What this exercise asks:
1. Answer these questions using the restaurant reviews:
(a) What price is given for the fettuccine in black truffle cream sauce?
(b) What sauce was served with the porterhouse steak?
(c) Uno is near the corner of which two streets?
2. Carry on the restaurant reviews, beginning after their final sentence about Uno's menu.

Exercise passage:
»»

The tuna salad was also formidable. The tuna was fresh and delicious; it also have often been paired with Nicoise salad as the flavours and textures of both produce a hearty yet refreshing dish. The lime cilantro dressing tasted mildly, which went well with the Nicoise greens (which was dominated by string beans).

Fettuccine pasta in black truffle cream sauce with smoked garlic sausage and shiitake mushrooms (Php360) was ordered afterwards. One had to commend that this was a very good dish. The fettuccine was cooked al dente, and the bulkiness of the pasta was adequately dressed with very delicious sauce. The truffle cream's pungency blended well with the strong flavors of the garlic sausage. The blend of broad and linear flavors from the truffle cream and the vertical accentuation of the sausage was simply delightful.

Lastly, porterhouse steak (1900Php, 700g) was ordered. It was served with red wine shallot sauce, whose dark flavours complement the meat well. The steak was done medium, although there were some parts that were rather cooked unevenly. Despite the absence of collagen in a T-bone steak, some portions were unexpectedly a bit uncomfortably tough. We were just not quite sure as to whether porterhouse steaks were just meant to be tougher on the outer edges and softer as it approaches the bone, or some particular cooking methods could be adopted to ensure an even consistency throughout.

The Fire Lake Grill offers excellent cuisine at reasonable prices. With a breathtaking location, it is indeed one restaurant worth coming back to.

Tuesday, April 16, 2013

Uno

One Friday night, the fennel bulbs decided to head north for dinner. One restaurant that has built quite a reputation is Uno near the corner of lively Tomas Morato and Scout Fuentebella. This is a restaurant that serves European food, and the menu changes periodically, so whatever the fennel bulbs would be tasting on this night might not be the same a month or two afterwards.

««

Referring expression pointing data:
»»

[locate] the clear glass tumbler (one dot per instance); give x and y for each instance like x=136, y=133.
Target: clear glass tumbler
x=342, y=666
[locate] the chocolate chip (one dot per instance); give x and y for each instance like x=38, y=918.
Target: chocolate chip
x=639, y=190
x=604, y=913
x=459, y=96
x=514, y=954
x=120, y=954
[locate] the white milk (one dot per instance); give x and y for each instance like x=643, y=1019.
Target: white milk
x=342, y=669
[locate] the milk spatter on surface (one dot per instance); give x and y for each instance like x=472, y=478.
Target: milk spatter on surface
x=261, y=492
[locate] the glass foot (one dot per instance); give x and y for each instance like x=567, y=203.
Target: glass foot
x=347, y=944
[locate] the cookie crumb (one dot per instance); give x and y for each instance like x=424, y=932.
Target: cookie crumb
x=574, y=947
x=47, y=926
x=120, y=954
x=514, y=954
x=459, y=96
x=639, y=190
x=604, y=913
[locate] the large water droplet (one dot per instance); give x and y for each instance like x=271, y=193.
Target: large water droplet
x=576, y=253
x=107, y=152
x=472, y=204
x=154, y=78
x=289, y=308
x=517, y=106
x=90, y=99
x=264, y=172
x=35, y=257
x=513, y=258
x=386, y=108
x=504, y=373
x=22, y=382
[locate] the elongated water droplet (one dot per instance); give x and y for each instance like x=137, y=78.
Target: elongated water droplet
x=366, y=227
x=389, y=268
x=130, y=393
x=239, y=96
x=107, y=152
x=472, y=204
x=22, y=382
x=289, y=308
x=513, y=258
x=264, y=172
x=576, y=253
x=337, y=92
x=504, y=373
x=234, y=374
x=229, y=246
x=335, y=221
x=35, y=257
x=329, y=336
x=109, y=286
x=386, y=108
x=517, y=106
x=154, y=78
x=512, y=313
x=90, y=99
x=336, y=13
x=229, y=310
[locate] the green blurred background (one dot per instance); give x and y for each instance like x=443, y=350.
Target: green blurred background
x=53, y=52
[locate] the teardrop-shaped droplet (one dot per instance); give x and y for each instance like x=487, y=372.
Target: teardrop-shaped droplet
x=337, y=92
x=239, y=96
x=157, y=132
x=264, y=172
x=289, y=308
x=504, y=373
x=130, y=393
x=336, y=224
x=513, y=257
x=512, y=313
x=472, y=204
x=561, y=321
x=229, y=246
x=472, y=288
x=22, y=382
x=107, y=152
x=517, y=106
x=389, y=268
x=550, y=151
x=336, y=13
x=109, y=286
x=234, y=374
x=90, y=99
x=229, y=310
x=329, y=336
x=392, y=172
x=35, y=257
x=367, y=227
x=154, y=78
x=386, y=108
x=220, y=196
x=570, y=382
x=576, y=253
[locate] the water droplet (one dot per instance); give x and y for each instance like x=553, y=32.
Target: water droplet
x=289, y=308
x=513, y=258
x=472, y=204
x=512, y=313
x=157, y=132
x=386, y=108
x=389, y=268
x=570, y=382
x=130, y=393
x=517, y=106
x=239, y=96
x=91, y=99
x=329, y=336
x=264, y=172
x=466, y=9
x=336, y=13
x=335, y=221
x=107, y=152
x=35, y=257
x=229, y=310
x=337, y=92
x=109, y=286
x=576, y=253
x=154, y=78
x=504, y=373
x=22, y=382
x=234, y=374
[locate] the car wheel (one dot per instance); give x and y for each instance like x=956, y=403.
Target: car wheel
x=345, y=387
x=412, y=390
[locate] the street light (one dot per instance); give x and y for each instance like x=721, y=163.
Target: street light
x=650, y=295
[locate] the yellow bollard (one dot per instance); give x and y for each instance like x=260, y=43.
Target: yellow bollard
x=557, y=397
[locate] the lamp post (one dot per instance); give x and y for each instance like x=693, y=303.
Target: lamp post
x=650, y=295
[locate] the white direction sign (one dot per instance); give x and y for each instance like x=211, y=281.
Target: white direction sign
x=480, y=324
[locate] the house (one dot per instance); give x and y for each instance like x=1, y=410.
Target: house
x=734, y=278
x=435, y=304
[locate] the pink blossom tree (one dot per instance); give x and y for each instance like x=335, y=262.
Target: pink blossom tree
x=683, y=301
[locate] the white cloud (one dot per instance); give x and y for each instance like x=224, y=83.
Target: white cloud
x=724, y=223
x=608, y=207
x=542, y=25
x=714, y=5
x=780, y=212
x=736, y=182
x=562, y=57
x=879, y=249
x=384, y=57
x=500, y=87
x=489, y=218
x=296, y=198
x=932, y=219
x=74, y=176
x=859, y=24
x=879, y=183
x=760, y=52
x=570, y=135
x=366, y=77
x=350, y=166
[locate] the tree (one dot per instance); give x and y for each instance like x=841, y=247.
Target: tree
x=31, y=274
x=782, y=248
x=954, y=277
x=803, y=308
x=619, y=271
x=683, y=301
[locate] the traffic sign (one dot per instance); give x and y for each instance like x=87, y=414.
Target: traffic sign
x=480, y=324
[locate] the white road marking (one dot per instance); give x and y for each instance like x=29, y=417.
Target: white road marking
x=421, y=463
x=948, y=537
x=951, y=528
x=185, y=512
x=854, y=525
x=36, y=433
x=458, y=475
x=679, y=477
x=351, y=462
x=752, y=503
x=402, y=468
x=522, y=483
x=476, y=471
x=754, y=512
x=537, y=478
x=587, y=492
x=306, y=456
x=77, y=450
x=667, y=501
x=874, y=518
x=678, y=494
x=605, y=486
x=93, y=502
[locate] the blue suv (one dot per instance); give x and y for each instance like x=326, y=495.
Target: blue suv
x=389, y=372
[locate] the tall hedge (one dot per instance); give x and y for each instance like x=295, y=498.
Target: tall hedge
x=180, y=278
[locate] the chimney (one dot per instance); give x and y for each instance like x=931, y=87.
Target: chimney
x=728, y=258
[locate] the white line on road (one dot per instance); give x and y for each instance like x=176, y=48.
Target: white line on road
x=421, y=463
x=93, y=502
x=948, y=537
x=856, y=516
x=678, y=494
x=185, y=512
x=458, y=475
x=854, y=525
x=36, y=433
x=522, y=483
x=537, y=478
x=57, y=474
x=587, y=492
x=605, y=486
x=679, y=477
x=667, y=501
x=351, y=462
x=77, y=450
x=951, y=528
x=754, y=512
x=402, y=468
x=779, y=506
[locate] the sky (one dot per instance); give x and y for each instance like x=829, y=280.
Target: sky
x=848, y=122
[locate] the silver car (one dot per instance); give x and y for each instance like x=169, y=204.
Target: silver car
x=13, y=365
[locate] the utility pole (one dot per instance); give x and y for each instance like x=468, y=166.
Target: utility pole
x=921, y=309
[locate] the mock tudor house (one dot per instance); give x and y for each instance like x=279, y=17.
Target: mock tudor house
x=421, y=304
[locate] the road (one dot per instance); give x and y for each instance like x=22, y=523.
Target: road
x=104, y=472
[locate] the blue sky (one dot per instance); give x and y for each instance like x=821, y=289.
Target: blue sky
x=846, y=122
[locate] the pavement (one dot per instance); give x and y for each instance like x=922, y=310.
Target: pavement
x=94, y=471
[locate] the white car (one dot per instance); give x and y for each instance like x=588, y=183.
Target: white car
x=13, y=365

««

Answers for the tasks:
1.
(a) Php360
(b) Red wine shallot sauce
(c) Tomas Morato and Scout Fuentebella

2.
The restaurant has a nice, subtle facade, invoking a stone-coloured Italian house. The entire building seems to have been a house and was just converted into a restaurant. We were seated comfortably on the ground floor. The acoustics of the place were a bit unpleasant, as conversations of diners resonated from the second floor.


Upon ordering, bread and butter were served. The bread was freshly-baked and tasted well. For appetizers, a carpaccio of smoked beef was ordered. The flavours were redolent with the taste of garlic and the combination of herbs as one would find in a bundle of bouquet garni. Carpaccio is the term used for thin slices of raw meat, but using smoked meat could be a safer alternative, more so with the tendency of it to be infected quickly given our tropical weather.


Bacalao and creme spaghetti were ordered next. The saltiness of the bacalao imparted a lot of flavour to the creme. However, the fennel bulbs thought that the spaghetti was a bit too soft to the bite, nor did it have the nuttiness of semolina pasta.


Lastly, sea bream in choron sauce was ordered. To veer off a bit, we did not know what choron sauce was, and we were also quite surprised that our waitress did not know what it was. She ended up asking the kitchen what the sauce consisted of. Considering that it was in the menu, we expected that the staff be familiar with the items.
Choron sauce is a variant of Bearnaise sauce, with the addition of tomatoes. Bearnaise is robustly flavoured with shallots and herbs and goes well with steaks. However, the robustness of the carnivorous sea bream also stands up against a sauce of moderate strength as Choron. The fish was cooked excellently, and both the fish and the sauce blend harmoniously.


The fennel bulbs looked forward to having dessert, which was not on the menu. The waitress directed our attention to the refrigerated display, which was not lit at all. Unfortunately, none of it particularly caught our attention, and consequently, we decided to forego of our dessert and head elsewhere.

In retrospect, Uno is a restaurant that serves good-quality cuisine. However, something is rather incomplete, in a way that we feel no compulsion that one ought to return. Smug halfway between mediocrity and innovation, the fennel bulbs think that Uno can do more.